=== DATA FOR REVIEW ===
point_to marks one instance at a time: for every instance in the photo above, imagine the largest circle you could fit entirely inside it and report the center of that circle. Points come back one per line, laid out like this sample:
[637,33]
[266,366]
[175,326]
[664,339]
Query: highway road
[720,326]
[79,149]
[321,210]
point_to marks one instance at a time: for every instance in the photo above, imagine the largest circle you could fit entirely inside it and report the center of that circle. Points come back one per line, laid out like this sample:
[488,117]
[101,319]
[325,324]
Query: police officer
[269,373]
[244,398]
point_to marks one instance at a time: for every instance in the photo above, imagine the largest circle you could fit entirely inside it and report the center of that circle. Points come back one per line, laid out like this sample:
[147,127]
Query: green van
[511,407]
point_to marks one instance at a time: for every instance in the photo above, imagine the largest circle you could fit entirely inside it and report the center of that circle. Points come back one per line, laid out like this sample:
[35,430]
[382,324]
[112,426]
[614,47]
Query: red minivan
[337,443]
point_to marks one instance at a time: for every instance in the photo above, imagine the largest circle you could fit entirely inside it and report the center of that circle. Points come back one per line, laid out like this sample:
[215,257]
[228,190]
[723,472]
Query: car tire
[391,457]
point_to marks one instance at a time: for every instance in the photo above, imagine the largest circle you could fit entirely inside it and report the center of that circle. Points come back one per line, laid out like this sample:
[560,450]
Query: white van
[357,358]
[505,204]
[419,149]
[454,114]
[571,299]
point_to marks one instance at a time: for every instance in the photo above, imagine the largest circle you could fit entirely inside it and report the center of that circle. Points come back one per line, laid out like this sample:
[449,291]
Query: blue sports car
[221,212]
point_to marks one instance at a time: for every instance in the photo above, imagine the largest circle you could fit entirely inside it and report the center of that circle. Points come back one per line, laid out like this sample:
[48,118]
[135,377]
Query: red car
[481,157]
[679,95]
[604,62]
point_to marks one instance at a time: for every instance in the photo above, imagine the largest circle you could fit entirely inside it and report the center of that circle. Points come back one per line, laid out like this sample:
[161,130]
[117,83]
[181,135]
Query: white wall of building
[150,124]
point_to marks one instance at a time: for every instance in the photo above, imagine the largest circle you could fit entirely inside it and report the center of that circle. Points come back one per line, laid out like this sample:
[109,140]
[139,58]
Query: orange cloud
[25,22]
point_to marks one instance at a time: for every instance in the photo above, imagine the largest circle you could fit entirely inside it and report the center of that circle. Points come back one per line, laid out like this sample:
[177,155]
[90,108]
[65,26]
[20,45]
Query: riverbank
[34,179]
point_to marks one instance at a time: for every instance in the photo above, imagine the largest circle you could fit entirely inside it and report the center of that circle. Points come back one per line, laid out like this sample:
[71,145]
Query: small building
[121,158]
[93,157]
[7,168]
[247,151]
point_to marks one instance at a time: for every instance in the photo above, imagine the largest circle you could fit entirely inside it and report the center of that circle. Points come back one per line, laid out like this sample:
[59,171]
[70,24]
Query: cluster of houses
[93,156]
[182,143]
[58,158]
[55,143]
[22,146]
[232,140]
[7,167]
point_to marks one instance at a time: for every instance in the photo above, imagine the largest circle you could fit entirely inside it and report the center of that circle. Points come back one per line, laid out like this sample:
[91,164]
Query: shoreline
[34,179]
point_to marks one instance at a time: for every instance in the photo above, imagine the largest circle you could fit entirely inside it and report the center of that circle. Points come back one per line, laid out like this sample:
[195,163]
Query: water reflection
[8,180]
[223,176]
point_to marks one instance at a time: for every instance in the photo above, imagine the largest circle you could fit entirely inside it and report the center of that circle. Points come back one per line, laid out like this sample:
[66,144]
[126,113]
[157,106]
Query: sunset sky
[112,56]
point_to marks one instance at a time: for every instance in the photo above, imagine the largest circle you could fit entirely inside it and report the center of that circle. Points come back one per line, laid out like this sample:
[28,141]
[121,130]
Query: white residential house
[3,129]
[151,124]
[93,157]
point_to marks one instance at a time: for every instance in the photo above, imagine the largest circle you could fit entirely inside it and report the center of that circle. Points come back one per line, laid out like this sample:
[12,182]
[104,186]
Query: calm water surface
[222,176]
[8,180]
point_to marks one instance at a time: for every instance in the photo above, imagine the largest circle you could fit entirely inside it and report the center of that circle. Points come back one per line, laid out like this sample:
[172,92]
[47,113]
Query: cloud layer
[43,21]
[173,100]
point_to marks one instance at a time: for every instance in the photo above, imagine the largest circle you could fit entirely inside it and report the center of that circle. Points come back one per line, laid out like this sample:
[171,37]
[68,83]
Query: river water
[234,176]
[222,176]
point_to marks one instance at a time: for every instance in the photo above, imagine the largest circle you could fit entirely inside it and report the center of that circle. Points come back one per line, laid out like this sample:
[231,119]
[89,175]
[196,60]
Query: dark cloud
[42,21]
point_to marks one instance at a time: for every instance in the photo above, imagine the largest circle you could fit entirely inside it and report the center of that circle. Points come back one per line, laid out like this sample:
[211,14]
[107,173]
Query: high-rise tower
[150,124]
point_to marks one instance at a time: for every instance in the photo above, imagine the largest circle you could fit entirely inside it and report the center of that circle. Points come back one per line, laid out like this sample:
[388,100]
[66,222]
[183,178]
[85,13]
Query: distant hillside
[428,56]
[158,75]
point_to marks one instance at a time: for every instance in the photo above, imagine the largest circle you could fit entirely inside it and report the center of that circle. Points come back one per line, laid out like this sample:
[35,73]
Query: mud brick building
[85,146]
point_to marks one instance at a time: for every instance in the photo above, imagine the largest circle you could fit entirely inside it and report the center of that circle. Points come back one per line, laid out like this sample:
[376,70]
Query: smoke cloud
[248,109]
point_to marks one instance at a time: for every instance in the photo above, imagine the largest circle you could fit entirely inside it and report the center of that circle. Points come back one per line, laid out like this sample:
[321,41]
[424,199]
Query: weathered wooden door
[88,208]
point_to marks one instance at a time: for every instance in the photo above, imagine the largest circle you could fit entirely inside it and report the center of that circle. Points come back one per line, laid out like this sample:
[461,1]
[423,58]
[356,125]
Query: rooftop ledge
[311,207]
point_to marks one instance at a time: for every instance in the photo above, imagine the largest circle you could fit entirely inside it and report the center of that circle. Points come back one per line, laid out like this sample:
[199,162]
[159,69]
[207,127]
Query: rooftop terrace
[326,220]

=== ACTIVITY ===
From the line containing "Query: distant hillside" through the last line of the entries above, print every line exactly, including both ends, and nothing else.

=== FINAL ANSWER ===
Query: distant hillside
[428,56]
[158,75]
point_to marks one instance at a time: for every instance in the photo above, imagine the largest circle you could fit entirely inside it and report the center of that circle. Points come back one per line, laid out like this sample:
[35,73]
Query: mud brick building
[85,146]
point_to marks one instance at a time: for every instance in the photo above, imagine the largest circle you could fit entirely inside it and report the center of that circle. Points come back one per line, laid out like this sample:
[376,70]
Query: smoke cloud
[248,109]
point_to marks one instance at a time: for every instance in the photo above, imagine the largest circle you could fit entirely inside it and report the center of that circle. Points come back one per line, laid out like this sample:
[321,41]
[424,199]
Query: weathered wooden door
[88,208]
point_to marks one instance at a time: for every instance in the photo above, imagine the largest circle you could fit entirely inside it and report the center of that circle. Points come back one per line, laid out like this sample:
[461,1]
[423,58]
[356,125]
Query: rooftop ledge
[311,207]
point_to marks one instance at a time: for every instance in the photo above, imagine the largest circle you could fit entirely inside it and report the center of that circle. Points come back one per line, laid out like this sample:
[199,162]
[159,69]
[207,127]
Query: rooftop terrace
[326,220]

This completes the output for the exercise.